# SET PROBLEM:
Will you quote all of the entries, word for word?

# Object location annotation data:
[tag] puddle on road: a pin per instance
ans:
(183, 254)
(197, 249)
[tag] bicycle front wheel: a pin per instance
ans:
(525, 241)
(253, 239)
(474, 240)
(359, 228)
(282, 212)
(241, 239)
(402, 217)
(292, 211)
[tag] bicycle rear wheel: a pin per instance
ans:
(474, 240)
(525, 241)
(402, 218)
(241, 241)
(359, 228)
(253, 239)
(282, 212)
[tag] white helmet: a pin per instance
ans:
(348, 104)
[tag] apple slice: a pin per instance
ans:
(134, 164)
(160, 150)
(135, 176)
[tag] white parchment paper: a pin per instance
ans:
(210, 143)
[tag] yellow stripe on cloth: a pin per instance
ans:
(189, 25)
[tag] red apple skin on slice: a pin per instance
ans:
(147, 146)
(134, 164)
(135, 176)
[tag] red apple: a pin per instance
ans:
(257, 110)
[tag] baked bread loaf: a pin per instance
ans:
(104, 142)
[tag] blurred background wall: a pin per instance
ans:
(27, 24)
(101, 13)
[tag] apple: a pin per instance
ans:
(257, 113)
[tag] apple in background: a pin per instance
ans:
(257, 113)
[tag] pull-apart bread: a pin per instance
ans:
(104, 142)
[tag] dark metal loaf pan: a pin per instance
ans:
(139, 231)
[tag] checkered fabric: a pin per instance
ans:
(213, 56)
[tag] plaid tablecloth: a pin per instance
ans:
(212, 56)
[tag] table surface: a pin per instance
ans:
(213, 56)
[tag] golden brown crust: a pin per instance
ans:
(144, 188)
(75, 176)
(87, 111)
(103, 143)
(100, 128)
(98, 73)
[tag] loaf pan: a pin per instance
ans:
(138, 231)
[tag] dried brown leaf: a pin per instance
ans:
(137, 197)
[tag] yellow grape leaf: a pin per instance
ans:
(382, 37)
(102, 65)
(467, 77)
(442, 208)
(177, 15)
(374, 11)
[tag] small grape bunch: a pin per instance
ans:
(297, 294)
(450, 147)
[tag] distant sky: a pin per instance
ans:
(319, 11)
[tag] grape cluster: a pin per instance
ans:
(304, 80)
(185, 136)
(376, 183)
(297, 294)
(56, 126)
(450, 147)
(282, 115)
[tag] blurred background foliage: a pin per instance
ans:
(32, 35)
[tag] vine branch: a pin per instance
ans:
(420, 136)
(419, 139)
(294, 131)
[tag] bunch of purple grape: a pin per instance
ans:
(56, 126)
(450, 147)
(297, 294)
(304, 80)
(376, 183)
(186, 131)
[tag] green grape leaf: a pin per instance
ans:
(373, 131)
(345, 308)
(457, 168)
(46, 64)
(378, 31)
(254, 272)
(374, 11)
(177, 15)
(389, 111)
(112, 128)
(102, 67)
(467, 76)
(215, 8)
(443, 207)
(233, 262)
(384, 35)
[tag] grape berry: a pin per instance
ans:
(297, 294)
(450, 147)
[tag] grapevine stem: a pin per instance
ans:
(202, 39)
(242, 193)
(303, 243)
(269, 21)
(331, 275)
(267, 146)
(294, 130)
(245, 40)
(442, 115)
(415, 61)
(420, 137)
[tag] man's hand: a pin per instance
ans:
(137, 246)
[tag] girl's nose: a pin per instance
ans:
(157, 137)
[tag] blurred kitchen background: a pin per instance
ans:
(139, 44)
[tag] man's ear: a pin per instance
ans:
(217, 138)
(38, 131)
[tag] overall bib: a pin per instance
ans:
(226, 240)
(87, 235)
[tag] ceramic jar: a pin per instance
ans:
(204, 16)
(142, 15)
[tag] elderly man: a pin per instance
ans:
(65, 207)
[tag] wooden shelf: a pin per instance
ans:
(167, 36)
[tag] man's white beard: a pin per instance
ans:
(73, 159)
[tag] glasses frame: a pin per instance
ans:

# RIGHT ANSWER:
[tag] puddle on road: a pin per instance
ans:
(183, 254)
(197, 249)
[tag] bicycle front wheel: a pin per instance
ans:
(525, 241)
(253, 239)
(474, 240)
(359, 228)
(282, 212)
(241, 239)
(402, 217)
(292, 211)
[tag] bicycle rear wheel: a pin per instance
ans:
(474, 240)
(525, 241)
(402, 218)
(241, 241)
(359, 228)
(253, 239)
(282, 212)
[tag] white helmet: a pin per instance
ans:
(348, 104)
[tag] apple slice: a pin per instance
ans:
(134, 164)
(160, 150)
(135, 176)
[tag] white parchment paper: a pin per instance
ans:
(210, 143)
[tag] yellow stripe on cloth: a pin per instance
ans:
(189, 25)
[tag] red apple skin on slice: a pin per instance
ans:
(147, 146)
(134, 164)
(135, 176)
[tag] red apple: a pin per instance
ans:
(257, 110)
[tag] baked bread loaf: a pin per instance
ans:
(104, 142)
[tag] blurred background wall: a pin per instance
ans:
(27, 24)
(101, 13)
[tag] apple: a pin per instance
ans:
(257, 113)
[tag] apple in background: a pin per instance
ans:
(257, 113)
[tag] pull-apart bread: a pin per instance
ans:
(104, 142)
[tag] dark metal loaf pan: a pin per instance
ans:
(139, 231)
[tag] checkered fabric: a pin per instance
ans:
(213, 56)
[tag] plaid tablecloth: a pin per instance
ans:
(212, 56)
[tag] table surface: a pin per instance
ans:
(213, 56)
[tag] golden brown crust: a pin per instance
ans:
(144, 188)
(75, 176)
(87, 111)
(103, 143)
(100, 128)
(98, 73)
[tag] loaf pan: a pin per instance
ans:
(138, 231)
[tag] dried brown leaf: a pin per instance
ans:
(137, 197)
[tag] yellow grape leaf: a pin per instance
ans:
(382, 37)
(102, 65)
(467, 77)
(442, 208)
(177, 15)
(374, 11)
[tag] small grape bunch: a pin per instance
ans:
(297, 294)
(450, 147)
[tag] distant sky: a pin per instance
ans:
(319, 11)
[tag] grape cluster: a pin per instance
ans:
(304, 80)
(185, 136)
(376, 183)
(297, 294)
(56, 126)
(450, 147)
(282, 115)
[tag] blurred background foliage: a pin per instance
ans:
(32, 35)
[tag] vine branch: a pin per instance
ans:
(420, 136)
(419, 139)
(294, 131)
[tag] bunch of purple grape: a pin per instance
ans:
(56, 126)
(450, 147)
(297, 294)
(304, 80)
(376, 183)
(186, 131)
[tag] green grape leaf: a pin per instance
ans:
(373, 131)
(345, 308)
(457, 168)
(46, 64)
(378, 31)
(254, 272)
(374, 11)
(177, 15)
(389, 111)
(112, 128)
(102, 67)
(467, 76)
(215, 8)
(443, 207)
(233, 262)
(384, 35)
[tag] grape berry: a pin per instance
ans:
(297, 294)
(450, 147)
[tag] grapevine stem: a pin per instance
ans:
(202, 39)
(242, 193)
(303, 243)
(269, 21)
(331, 275)
(267, 146)
(294, 130)
(245, 40)
(442, 115)
(415, 61)
(420, 137)
[tag] man's hand: a pin per instance
ans:
(137, 246)
[tag] girl's nose: a pin per instance
ans:
(157, 137)
[tag] blurred kitchen background: a pin per instance
ans:
(139, 44)
[tag] man's ear: a pin per instance
ans:
(217, 138)
(38, 131)
[tag] overall bib: a pin per instance
ans:
(226, 240)
(87, 235)
[tag] ceramic jar: a pin per instance
ans:
(204, 16)
(142, 15)
[tag] elderly man: a pin per instance
ans:
(65, 207)
[tag] wooden shelf: a pin per instance
ans:
(167, 36)
[tag] man's white beard: a pin per instance
ans:
(73, 159)
[tag] glasses frame: a pin per instance
ans:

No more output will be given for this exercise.